BridgeAI MLOps Knowledge Hub

Relevant Skills and roles

Roles
Skills
Architecture Overview
Design Decisions
Horizon Scan
Resources

Roles

The roles required to create and deploy an MLOps pipeline can vary, though our team consists of:

Data scientists
Data analysts
DevOps engineers
Machine Learning Engineers
Domain experts/business translators

Skills

Required skills include knowledge of:

Scripting languages (e.g. Python)
Cloud solutions (e.g. AWS, Azure, GCP)
CI/CD pipeline implementation and Infrastructure as Code (e.g. Terraform)
Data stores (e.g. AWS S3)
Machine learning algorithms (e.g. Logistic Regression) and frameworks (e.g. PyTorch, SK-Learn)
DAG software (e.g. Airflow)
Logging and monitoring tools (e.g. Evidently AI)
Containerization (with Kubernetes, Docker)

Architecture Overview

The components of an MLOps workflow, otherwise known as its architecture, can vary depending on the scope and restraints of a given project.

Generally, the following components make up the average MLOps workflow:

Data store and retrieval
- These can include databases for structured or unstructured data, data lakes, APIs and files (eg .csv, .parquet)
Data and feature engineering
- This step involves the use of Directed Acyclic Graphs (DAGs) to group and automate tasks organised with dependencies and relationships dictating how they should run. These can come with timing intervals, timeouts, etc.

JOB:
Answer these questions using the MLOps knowledge hub page above:
(a) What software is named as an example of DAG software?
(b) What tool is given as an example of Infrastructure as Code?
(c) What two file formats are listed as examples under data store and retrieval?

Excerpts from the point annotation data:

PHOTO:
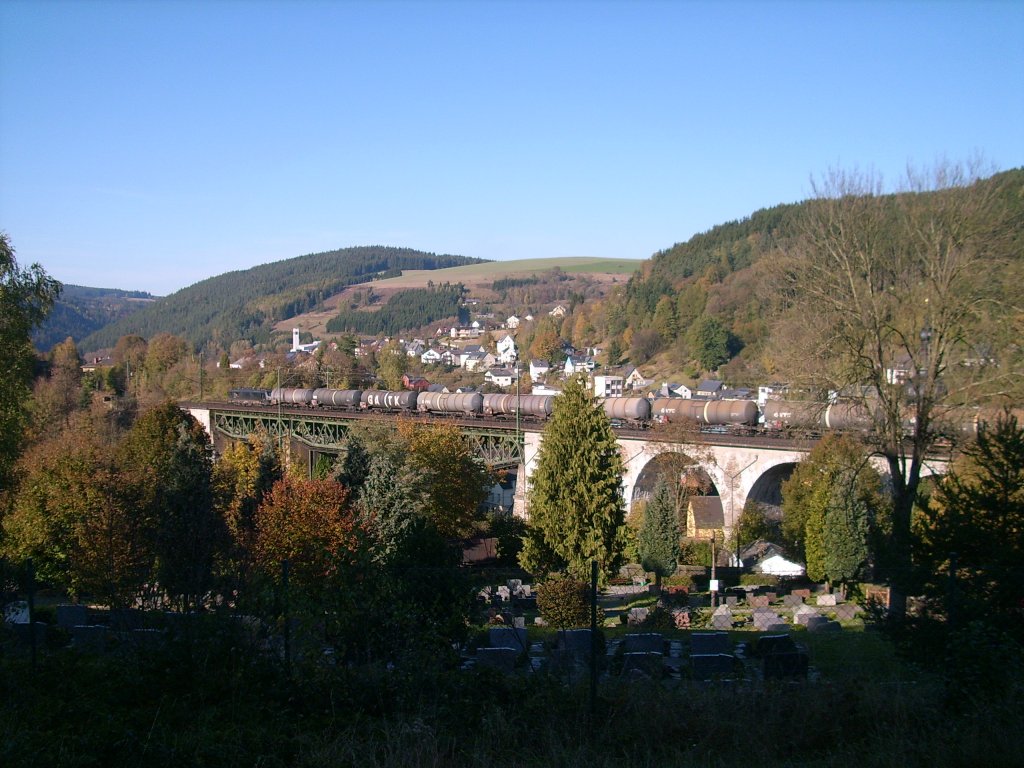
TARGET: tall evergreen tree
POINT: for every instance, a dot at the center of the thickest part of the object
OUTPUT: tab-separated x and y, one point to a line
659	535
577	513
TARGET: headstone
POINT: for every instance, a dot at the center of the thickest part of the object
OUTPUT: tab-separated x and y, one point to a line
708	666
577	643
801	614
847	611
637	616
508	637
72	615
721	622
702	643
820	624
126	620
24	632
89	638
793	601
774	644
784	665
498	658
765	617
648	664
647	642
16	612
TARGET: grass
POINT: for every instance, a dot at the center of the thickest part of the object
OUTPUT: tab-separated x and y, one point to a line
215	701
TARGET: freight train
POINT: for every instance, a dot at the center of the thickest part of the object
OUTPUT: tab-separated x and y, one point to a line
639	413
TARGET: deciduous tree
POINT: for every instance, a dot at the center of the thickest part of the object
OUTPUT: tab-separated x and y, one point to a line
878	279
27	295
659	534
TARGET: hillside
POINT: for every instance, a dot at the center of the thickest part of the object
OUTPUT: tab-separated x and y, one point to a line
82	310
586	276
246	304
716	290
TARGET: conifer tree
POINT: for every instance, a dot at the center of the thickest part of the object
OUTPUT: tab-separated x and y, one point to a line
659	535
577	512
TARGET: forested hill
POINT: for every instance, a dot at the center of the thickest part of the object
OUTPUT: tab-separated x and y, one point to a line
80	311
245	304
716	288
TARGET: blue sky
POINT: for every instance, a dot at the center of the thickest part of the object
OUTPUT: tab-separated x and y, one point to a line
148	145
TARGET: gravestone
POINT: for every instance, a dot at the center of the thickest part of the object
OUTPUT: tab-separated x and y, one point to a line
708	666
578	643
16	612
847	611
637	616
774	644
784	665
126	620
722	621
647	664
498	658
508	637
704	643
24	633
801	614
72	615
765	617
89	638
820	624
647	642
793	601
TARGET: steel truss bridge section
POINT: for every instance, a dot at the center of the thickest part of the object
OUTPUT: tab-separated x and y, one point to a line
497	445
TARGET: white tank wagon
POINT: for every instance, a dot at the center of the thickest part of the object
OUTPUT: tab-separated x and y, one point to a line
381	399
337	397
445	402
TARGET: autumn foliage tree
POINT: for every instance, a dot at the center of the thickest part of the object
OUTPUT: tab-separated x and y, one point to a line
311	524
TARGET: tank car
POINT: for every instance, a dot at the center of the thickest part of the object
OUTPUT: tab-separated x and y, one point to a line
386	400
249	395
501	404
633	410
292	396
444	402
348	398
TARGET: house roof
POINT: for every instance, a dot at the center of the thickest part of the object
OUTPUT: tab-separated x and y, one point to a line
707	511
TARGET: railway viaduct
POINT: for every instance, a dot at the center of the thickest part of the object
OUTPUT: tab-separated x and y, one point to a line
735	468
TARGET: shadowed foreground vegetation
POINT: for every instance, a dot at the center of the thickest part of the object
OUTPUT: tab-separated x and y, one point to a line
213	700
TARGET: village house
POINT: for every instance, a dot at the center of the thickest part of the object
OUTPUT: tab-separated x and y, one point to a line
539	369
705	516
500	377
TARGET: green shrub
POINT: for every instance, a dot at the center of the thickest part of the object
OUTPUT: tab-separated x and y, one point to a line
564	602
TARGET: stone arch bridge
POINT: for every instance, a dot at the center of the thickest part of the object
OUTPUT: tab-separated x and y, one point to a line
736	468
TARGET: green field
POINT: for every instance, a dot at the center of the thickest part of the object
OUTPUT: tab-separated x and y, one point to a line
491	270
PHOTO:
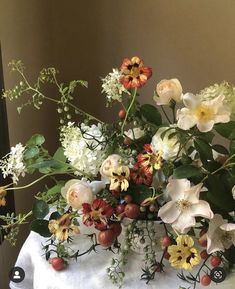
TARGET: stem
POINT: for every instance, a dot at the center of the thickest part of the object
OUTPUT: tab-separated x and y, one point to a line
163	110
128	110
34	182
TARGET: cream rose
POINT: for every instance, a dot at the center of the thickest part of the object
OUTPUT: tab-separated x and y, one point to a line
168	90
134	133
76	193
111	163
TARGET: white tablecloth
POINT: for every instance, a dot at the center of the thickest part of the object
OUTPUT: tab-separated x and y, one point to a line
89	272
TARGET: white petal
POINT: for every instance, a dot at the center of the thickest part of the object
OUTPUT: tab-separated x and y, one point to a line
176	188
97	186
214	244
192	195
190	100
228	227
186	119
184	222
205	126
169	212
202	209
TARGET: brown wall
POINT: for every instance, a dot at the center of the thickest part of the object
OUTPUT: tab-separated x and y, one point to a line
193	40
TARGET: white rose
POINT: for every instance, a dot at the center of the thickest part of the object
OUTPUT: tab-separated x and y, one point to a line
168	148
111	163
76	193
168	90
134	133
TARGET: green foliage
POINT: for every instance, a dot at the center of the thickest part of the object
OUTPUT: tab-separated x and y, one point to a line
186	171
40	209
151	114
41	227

RESPONSE TO THE TASK:
(a) Airflow
(b) Terraform
(c) .csv and .parquet